- TASK GOAL -
Key in the whole listing below again, keeping every word as it is.
SOURCE INFORMATION below:
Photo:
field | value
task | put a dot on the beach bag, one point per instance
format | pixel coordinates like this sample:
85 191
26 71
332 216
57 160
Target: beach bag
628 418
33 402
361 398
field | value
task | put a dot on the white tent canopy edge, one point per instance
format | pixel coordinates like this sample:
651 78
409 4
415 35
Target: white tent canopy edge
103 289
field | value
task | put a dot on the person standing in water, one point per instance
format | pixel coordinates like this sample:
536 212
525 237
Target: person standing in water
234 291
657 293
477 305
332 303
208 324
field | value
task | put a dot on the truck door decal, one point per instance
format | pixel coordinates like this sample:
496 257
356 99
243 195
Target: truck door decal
End of SOURCE INFORMATION.
- EXERCISE ANSWER -
Photo:
field | value
task | put a dot on the beach bag, one point per instance
format | pixel coordinates like this sample:
85 191
26 71
332 216
57 160
Target: beach bag
628 418
33 402
361 398
field | value
task | put a dot on the white tent canopy edge, one point per instance
format | pixel coordinates like this sample:
651 78
409 4
415 35
Target: white tent canopy edge
103 289
field | value
task | put a dot on the person standing in water, one point per instance
format | pixel coordinates like this sample:
536 212
525 237
Target: person standing in water
234 291
657 293
477 305
332 303
208 324
field | value
task | put a dot on the truck door decal, one point per instance
format | pixel coordinates like this sample:
496 257
356 99
243 195
Target: truck door decal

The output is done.